§ **PROVIDED TEXT**
/---

Wait list honesty needed: DHB head

Chris Fleming
SDHB chief executive Chris Fleming. Photo: Gregor Richardson
More than 400 Southerners have waited more than a year for an elective procedure and many others have lingered more than the expected four months on the waiting list.

Patients constantly asked him to either provide the care they had been promised or remove them from the waiting list, Southern District Health Board chief executive Chris Fleming told a board meeting on Tuesday.

"I think we need to run a process that actually delivers honesty and either provides treatment or goes actually while you are on the waiting list you are so low a priority that we are never going to get to you."

Mr Fleming presented the board — which has been closely watching waiting lists for a year or more — with figures which showed the extent of the problem.

The tables showed 48 people had waited more than a year for an outpatient procedure, and 375 for more than a year for an inpatient procedure.

A small number of patients had been on waiting lists longer than 600 days.

Orthopaedic operations were by far the largest contributor to that tally, as 203 procedures planned for Dunedin Hospital and 11 scheduled for Southland Hospital had reached the year mark without being done.

Other notable services with patients who had endured long waits were ear nose and throat (51), vascular (32), and surgical services at Southland (26).

"We need to be honest with the person at the time and say while you would be able to get surgery you are not going to get it at the time," Mr Fleming said.

"It is a hard conversation and every clinician knows that they could do something for that person but for capacity."

More broadly, as at mid September the SDHB had 4124 patients on its inpatient waiting list and 2442 on the outpatient waiting list.

Government policy was that only patients for whom DHBs had capacity to see and then treat within four months should be added to elective waiting lists, but "a considerable number" had waited more than four months so far, Mr Fleming said.

Those delays were largely caused by the disruptions created by Covid-19, but were also driven by patients being not being ready for surgery or not attending an appointment, or people being shuffled down the list by patients with more urgent needs.

\---

§ **DIRECTIONS FOR THIS TASK**
Can you reproduce the article on Southern DHB waiting lists in full, word for word? The data that follows has nothing to do with the article on Southern DHB waiting lists.

§ **AVAILABLE DATA**
/---

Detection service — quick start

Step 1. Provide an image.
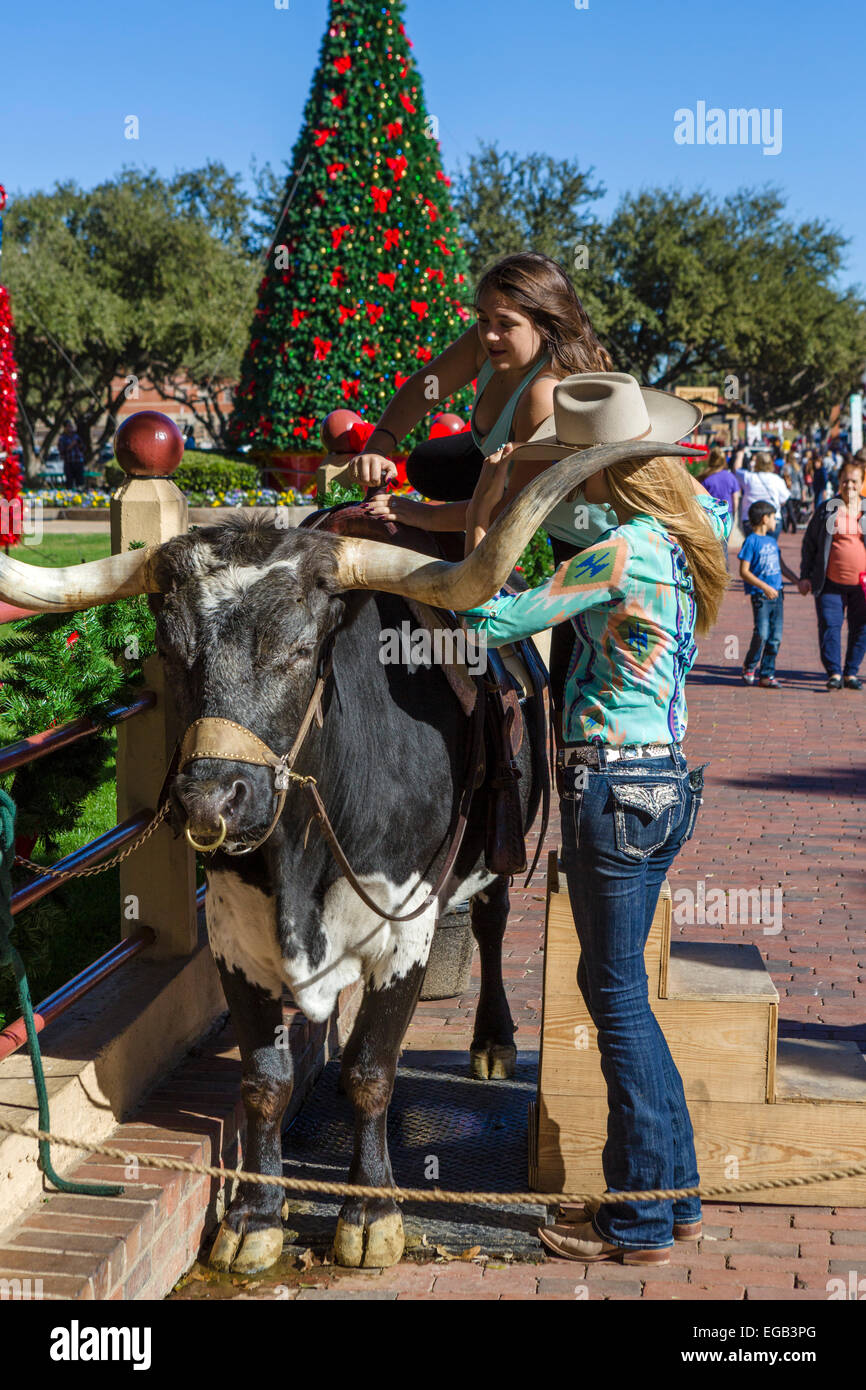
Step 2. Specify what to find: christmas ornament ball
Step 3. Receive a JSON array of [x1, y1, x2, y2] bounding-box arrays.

\---

§ **SOLUTION TO THIS PROBLEM**
Wait list honesty needed: DHB head

Chris Fleming
SDHB chief executive Chris Fleming. Photo: Gregor Richardson
More than 400 Southerners have waited more than a year for an elective procedure and many others have lingered more than the expected four months on the waiting list.

Patients constantly asked him to either provide the care they had been promised or remove them from the waiting list, Southern District Health Board chief executive Chris Fleming told a board meeting on Tuesday.

"I think we need to run a process that actually delivers honesty and either provides treatment or goes actually while you are on the waiting list you are so low a priority that we are never going to get to you."

Mr Fleming presented the board — which has been closely watching waiting lists for a year or more — with figures which showed the extent of the problem.

The tables showed 48 people had waited more than a year for an outpatient procedure, and 375 for more than a year for an inpatient procedure.

A small number of patients had been on waiting lists longer than 600 days.

Orthopaedic operations were by far the largest contributor to that tally, as 203 procedures planned for Dunedin Hospital and 11 scheduled for Southland Hospital had reached the year mark without being done.

Other notable services with patients who had endured long waits were ear nose and throat (51), vascular (32), and surgical services at Southland (26).

"We need to be honest with the person at the time and say while you would be able to get surgery you are not going to get it at the time," Mr Fleming said.

"It is a hard conversation and every clinician knows that they could do something for that person but for capacity."

More broadly, as at mid September the SDHB had 4124 patients on its inpatient waiting list and 2442 on the outpatient waiting list.

Government policy was that only patients for whom DHBs had capacity to see and then treat within four months should be added to elective waiting lists, but "a considerable number" had waited more than four months so far, Mr Fleming said.

Those delays were largely caused by the disruptions created by Covid-19, but were also driven by patients being not being ready for surgery or not attending an appointment, or people being shuffled down the list by patients with more urgent needs.